Repeat only the lines below from the one containing "pixel 146 181" through the one containing "pixel 401 58", inclusive, exactly as written.

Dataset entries
[Start of section]

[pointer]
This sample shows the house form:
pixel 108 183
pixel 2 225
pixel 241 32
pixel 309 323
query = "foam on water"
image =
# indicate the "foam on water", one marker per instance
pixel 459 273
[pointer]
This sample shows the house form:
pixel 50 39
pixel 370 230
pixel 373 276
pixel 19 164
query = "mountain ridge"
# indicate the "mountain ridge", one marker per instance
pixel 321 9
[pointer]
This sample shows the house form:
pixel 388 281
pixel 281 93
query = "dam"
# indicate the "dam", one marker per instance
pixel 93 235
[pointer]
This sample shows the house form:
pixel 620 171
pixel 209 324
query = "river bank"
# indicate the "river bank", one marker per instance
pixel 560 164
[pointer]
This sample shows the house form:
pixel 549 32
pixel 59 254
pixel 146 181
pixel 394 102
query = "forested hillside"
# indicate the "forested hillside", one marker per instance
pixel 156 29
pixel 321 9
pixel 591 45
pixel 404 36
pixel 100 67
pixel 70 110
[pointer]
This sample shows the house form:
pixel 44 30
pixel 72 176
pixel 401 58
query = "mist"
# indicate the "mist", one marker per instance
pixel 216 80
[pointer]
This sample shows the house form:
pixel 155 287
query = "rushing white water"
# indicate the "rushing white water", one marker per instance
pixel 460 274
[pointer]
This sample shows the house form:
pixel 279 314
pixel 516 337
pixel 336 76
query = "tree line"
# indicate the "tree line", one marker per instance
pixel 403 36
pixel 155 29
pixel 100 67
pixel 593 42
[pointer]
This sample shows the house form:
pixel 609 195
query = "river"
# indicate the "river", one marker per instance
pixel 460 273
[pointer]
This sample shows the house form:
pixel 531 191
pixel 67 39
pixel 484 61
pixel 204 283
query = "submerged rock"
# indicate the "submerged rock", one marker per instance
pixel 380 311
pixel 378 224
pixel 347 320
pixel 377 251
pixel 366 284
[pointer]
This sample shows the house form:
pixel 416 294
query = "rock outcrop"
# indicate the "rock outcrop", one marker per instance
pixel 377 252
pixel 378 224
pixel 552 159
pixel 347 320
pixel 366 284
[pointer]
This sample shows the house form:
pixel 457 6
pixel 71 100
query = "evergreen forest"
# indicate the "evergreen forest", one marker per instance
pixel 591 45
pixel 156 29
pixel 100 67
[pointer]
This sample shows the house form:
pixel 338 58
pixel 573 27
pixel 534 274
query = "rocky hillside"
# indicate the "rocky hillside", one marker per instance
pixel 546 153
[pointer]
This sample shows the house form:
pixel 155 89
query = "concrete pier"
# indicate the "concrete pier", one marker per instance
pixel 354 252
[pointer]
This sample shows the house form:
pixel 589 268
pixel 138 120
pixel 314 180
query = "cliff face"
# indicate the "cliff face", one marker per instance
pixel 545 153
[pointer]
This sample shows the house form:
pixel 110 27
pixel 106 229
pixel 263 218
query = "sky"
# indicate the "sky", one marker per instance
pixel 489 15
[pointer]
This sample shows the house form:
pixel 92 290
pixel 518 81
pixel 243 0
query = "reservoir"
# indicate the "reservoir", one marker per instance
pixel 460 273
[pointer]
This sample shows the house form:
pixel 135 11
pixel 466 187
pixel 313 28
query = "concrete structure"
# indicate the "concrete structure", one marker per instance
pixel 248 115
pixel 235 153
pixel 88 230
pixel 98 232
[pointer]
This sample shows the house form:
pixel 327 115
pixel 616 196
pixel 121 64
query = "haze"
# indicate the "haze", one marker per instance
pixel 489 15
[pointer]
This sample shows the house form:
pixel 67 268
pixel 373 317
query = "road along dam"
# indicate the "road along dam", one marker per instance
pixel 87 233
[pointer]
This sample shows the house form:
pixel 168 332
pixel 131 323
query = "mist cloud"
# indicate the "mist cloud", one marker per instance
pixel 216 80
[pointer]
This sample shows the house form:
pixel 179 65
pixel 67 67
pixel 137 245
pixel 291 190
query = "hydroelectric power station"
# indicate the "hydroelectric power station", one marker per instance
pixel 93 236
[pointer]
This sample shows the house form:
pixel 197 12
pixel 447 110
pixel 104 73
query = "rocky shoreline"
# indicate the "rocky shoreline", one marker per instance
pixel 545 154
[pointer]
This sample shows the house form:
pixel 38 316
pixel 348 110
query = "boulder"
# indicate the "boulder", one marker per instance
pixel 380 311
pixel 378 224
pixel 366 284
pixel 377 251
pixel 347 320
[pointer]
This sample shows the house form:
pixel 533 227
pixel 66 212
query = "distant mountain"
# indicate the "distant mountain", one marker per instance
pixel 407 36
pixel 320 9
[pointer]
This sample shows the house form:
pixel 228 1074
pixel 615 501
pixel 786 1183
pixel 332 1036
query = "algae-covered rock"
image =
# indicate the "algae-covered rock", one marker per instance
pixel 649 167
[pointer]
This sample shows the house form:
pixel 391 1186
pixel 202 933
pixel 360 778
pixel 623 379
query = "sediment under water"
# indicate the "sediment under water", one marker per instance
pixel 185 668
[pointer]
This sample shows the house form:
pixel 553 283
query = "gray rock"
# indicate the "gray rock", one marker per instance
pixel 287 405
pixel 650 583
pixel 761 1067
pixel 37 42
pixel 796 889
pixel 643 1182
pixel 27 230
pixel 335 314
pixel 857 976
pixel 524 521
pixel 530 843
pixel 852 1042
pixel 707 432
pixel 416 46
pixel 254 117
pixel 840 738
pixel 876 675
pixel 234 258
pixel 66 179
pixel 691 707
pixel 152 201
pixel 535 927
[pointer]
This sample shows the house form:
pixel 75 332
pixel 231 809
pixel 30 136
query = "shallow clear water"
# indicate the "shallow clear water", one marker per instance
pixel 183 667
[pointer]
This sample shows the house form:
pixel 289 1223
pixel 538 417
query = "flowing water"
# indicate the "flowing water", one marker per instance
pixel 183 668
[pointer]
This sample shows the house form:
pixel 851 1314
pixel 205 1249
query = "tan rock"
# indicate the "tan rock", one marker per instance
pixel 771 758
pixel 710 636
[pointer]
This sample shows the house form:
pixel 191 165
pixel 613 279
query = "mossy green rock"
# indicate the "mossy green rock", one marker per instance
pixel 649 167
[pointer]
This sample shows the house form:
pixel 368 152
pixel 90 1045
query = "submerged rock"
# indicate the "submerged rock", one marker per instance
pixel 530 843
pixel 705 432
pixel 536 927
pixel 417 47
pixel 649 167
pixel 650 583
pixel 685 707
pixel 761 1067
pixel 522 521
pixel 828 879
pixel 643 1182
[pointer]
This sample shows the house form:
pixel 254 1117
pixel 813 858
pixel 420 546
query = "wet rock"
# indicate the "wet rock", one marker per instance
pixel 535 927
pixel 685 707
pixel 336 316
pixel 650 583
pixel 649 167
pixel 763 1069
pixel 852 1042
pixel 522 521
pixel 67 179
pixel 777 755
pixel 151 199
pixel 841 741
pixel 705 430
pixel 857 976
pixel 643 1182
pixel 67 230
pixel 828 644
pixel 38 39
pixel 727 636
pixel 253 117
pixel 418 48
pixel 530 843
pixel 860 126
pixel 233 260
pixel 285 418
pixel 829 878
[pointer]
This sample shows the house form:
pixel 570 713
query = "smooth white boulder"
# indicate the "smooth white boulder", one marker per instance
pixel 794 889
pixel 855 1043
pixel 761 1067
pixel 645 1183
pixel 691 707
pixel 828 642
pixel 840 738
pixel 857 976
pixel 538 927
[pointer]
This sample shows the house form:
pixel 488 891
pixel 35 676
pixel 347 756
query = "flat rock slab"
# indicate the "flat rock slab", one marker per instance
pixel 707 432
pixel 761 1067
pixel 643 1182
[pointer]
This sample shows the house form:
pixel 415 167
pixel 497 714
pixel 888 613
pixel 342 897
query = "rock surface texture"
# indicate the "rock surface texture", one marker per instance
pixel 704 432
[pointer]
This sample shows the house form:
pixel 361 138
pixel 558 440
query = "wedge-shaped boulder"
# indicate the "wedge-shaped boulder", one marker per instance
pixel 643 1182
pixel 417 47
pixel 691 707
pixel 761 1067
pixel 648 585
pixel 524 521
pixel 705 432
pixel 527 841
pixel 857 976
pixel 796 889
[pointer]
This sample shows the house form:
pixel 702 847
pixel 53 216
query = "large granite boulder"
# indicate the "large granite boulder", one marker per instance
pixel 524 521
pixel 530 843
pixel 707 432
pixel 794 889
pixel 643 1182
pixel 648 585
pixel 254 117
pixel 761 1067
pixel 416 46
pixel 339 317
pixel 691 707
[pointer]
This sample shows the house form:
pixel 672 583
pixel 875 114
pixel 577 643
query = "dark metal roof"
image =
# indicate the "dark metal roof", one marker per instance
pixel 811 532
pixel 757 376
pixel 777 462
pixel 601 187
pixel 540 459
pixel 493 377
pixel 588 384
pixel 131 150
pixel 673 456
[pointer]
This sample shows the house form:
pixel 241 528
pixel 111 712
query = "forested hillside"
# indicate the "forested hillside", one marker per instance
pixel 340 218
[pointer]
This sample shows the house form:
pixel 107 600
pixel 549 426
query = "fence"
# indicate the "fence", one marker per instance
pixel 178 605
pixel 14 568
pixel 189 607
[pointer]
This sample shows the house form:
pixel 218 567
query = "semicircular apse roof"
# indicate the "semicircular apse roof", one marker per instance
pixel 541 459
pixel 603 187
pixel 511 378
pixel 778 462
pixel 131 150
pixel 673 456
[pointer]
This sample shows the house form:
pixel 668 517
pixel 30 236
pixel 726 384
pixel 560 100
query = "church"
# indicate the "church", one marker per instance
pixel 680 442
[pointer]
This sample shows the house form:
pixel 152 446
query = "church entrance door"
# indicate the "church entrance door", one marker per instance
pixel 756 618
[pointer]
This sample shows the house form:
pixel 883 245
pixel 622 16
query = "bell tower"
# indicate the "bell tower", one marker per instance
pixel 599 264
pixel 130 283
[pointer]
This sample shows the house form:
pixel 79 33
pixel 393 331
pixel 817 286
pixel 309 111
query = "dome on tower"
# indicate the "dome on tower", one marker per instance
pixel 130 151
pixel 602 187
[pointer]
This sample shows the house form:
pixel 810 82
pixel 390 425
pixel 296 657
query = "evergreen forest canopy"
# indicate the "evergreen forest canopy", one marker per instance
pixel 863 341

[End of section]

- RESULT OF THE EXERCISE:
pixel 146 181
pixel 394 102
query = "forested hillside"
# indicate the "forested hillside", one marker per instance
pixel 156 29
pixel 321 9
pixel 591 45
pixel 404 36
pixel 100 67
pixel 70 110
[pointer]
This sample shows the house form:
pixel 44 30
pixel 72 176
pixel 401 58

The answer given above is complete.